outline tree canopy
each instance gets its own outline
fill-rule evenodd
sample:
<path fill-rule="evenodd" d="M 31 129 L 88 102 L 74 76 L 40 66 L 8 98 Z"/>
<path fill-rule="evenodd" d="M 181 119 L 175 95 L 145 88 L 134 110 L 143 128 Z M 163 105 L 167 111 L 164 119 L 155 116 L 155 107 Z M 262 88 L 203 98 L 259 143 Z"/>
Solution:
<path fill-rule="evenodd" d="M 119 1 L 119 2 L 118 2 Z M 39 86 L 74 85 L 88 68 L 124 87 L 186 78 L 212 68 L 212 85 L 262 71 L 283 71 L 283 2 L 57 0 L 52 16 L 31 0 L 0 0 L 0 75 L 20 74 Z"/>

Task directions:
Retype each record exactly, leaving nothing out.

Solution to the exercise:
outline tree canopy
each instance gets its own outline
fill-rule evenodd
sample:
<path fill-rule="evenodd" d="M 31 129 L 88 102 L 74 76 L 40 66 L 8 98 Z"/>
<path fill-rule="evenodd" d="M 181 119 L 175 95 L 145 88 L 134 110 L 143 128 Z M 163 105 L 167 111 L 164 119 L 155 116 L 155 107 Z M 262 88 L 203 98 L 259 143 Z"/>
Solution:
<path fill-rule="evenodd" d="M 119 1 L 119 2 L 118 2 Z M 39 86 L 74 85 L 88 68 L 124 87 L 186 78 L 212 68 L 212 85 L 262 71 L 283 71 L 283 2 L 57 0 L 52 16 L 31 0 L 0 0 L 0 75 L 20 74 Z"/>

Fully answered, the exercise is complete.